Start PAGE

FIG. 3 is a schematic side view showing the impeller in FIG. 2 when seen from the outer peripheral side thereof.

FIG. 4A is a view showing a state before brazing in an impeller manufacturing process.

FIG. 4B is a view showing a state after the brazing in the impeller manufacturing process.

FIG. 5 is a schematic side view showing the impeller according to a first modified example of the first embodiment of the present invention when seen from the outer peripheral side thereof.

FIG. 6 is a schematic side view showing the impeller according to a second modified example of the first embodiment of the present invention when seen from the outer peripheral side thereof.

FIG. 7 is a schematic side view showing the impeller according to a third modified example of the first embodiment of the present invention when seen from the outer peripheral side thereof.

FIG. 8 is a schematic side view showing the impeller according to a fourth modified example of the first embodiment of the present invention when seen from the outer peripheral side thereof.

FIG. 9 is a schematic side view showing the impeller according to a second embodiment of the present invention when seen from the outer peripheral side thereof.

FIG. 10 is a schematic side view showing the impeller according to a modified example of the second embodiment when seen from the outer peripheral side thereof.

DETAILED DESCRIPTION OF THE INVENTION

Hereinafter, a method of manufacturing an impeller and an impeller according to a first embodiment of the present invention will be described with reference to FIGS. 1 to 4A and 4B.

FIG. 1 is a side sectional view showing a schematic configuration of an impeller manufactured by a method of manufacturing an impeller according to a first embodiment of the present invention. FIG. 2 is a partially enlarged view showing an impeller in FIG. 1. FIG. 3 is a schematic side view showing the impeller in FIG. 2 when seen from the outer peripheral side thereof. FIG. 4A is a view showing a state before brazing in an impeller manufacturing process. FIG. 4B is a view showing a state after the brazing in the impeller manufacturing process.

End PAGE

> TASKS TO CARRY OUT
a – According to the impeller description, what does FIG. 4B show?
b – Repeat, word for word, the stretch of entries below from the line containing "Could you help me find the wet" through the line containing "column 309, row 57".
The impeller description and the entries have no connection to each other.

Start RECORDED INFORMATION

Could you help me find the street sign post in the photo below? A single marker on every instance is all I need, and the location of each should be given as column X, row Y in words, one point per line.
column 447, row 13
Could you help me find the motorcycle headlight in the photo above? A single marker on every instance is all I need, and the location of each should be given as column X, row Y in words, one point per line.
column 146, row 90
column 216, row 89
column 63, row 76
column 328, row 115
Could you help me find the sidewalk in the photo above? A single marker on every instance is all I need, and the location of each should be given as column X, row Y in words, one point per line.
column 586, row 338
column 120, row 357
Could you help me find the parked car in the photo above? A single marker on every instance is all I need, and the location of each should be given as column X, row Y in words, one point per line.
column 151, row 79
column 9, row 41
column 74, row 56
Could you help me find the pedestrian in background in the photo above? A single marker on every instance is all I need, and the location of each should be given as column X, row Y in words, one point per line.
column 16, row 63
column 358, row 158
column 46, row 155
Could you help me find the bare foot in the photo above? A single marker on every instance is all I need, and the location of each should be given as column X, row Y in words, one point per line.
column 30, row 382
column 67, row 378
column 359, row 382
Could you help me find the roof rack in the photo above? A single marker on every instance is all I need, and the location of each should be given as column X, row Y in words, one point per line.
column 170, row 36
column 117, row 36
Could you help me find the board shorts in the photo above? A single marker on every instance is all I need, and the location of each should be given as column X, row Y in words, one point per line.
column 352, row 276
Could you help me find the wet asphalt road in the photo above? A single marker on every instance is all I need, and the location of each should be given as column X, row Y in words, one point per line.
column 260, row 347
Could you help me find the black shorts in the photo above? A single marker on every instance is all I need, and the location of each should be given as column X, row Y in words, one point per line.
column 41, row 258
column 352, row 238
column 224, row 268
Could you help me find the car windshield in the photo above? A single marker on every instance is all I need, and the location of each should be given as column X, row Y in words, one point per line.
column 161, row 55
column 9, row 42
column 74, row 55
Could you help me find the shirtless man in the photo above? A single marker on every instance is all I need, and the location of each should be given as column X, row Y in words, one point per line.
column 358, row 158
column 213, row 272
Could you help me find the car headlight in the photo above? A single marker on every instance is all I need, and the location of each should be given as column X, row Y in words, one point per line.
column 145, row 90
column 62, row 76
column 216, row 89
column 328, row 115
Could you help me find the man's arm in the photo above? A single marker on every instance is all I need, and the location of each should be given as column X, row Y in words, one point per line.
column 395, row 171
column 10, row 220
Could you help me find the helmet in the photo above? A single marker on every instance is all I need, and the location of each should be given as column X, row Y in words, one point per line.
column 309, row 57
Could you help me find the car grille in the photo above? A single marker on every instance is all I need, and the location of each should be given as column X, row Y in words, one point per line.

End RECORDED INFORMATION

> SET OF ANSWERS
a – A state after the brazing in the impeller manufacturing process.

b –
Could you help me find the wet asphalt road in the photo above? A single marker on every instance is all I need, and the location of each should be given as column X, row Y in words, one point per line.
column 260, row 347
Could you help me find the black shorts in the photo above? A single marker on every instance is all I need, and the location of each should be given as column X, row Y in words, one point per line.
column 41, row 258
column 352, row 238
column 224, row 268
Could you help me find the car windshield in the photo above? A single marker on every instance is all I need, and the location of each should be given as column X, row Y in words, one point per line.
column 161, row 55
column 9, row 42
column 74, row 55
Could you help me find the shirtless man in the photo above? A single marker on every instance is all I need, and the location of each should be given as column X, row Y in words, one point per line.
column 358, row 158
column 213, row 272
Could you help me find the car headlight in the photo above? A single marker on every instance is all I need, and the location of each should be given as column X, row Y in words, one point per line.
column 145, row 90
column 62, row 76
column 216, row 89
column 328, row 115
Could you help me find the man's arm in the photo above? A single marker on every instance is all I need, and the location of each should be given as column X, row Y in words, one point per line.
column 395, row 171
column 10, row 220
Could you help me find the helmet in the photo above? A single marker on every instance is all I need, and the location of each should be given as column X, row Y in words, one point per line.
column 309, row 57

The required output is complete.